▸ Problem details
Reproduce every row below word for word, leaving out the pictures.

# START OF Exercise input

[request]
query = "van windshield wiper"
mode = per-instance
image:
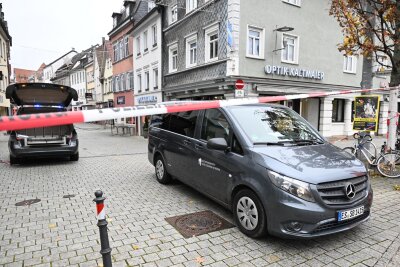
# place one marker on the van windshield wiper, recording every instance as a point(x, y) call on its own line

# END OF Exercise input

▸ Reply to the exercise
[request]
query = "van windshield wiper"
mode = per-instance
image:
# place one marker on the van windshield wiper, recording every instance as a point(x, y) call on its own line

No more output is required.